[Stored data entries]
==========

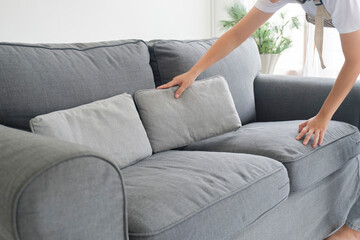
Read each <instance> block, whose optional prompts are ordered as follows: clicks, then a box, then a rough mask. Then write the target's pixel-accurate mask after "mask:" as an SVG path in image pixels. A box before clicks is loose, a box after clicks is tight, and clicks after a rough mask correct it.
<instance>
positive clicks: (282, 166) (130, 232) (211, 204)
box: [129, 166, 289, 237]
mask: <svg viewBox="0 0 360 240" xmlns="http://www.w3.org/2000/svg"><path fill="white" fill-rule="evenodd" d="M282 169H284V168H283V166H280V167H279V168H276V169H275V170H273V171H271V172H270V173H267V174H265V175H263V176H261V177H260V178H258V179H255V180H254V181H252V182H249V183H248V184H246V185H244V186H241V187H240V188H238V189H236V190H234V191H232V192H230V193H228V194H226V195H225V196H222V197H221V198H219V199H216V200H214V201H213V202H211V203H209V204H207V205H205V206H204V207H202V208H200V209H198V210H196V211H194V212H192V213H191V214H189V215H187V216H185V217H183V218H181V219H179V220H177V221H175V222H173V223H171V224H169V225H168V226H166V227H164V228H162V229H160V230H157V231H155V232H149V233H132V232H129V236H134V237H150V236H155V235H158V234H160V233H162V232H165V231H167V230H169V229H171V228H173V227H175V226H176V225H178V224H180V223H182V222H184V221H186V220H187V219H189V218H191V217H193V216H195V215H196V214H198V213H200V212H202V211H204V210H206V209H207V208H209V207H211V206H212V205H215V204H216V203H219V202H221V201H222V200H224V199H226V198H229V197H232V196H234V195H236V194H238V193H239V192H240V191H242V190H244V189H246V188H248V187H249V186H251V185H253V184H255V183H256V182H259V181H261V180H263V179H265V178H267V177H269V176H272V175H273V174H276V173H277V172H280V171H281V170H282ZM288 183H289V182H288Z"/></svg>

==========

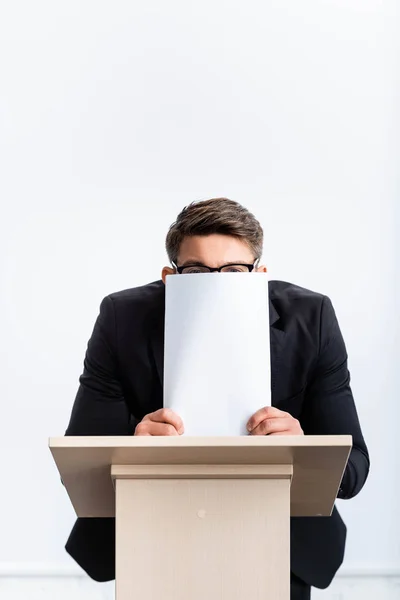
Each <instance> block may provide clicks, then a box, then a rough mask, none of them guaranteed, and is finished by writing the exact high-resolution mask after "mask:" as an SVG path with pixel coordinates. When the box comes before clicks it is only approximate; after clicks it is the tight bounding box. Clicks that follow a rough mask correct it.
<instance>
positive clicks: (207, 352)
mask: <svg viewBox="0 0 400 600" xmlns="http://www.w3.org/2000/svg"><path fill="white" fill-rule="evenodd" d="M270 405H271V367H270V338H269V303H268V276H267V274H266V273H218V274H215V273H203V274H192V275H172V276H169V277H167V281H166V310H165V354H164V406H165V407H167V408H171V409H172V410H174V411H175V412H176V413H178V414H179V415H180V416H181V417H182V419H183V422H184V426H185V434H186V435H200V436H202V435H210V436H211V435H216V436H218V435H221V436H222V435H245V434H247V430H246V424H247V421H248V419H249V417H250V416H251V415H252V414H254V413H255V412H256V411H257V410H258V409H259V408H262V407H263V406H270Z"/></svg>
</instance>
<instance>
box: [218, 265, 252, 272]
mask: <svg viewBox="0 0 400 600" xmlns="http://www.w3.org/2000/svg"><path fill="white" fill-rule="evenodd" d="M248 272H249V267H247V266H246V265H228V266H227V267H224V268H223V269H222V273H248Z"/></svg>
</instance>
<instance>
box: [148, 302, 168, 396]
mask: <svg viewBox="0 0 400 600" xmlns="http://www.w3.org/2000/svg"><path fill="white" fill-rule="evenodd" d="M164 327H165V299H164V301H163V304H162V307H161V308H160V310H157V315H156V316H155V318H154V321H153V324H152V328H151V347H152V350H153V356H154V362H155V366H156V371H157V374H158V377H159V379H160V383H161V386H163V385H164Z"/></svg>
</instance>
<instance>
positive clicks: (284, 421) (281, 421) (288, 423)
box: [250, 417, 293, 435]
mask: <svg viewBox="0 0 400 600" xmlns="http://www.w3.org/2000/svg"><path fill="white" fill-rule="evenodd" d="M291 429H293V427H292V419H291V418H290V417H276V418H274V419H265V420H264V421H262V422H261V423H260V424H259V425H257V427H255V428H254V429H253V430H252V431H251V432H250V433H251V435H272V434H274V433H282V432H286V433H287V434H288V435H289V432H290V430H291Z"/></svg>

==========

- PROBLEM TO WORK ON -
Arrange the listing lines between the line holding "Read each <instance>" and the line holding "box: [129, 166, 289, 237]", inclusive, as a numbered list with blank lines left out.

- RESPONSE TO THE TASK -
1. Read each <instance> block, whose optional prompts are ordered as follows: clicks, then a box, then a rough mask. Then write the target's pixel-accurate mask after "mask:" as an SVG path in image pixels. A box before clicks is loose, a box after clicks is tight, and clicks after a rough mask correct it.
2. <instance>
3. positive clicks: (282, 166) (130, 232) (211, 204)
4. box: [129, 166, 289, 237]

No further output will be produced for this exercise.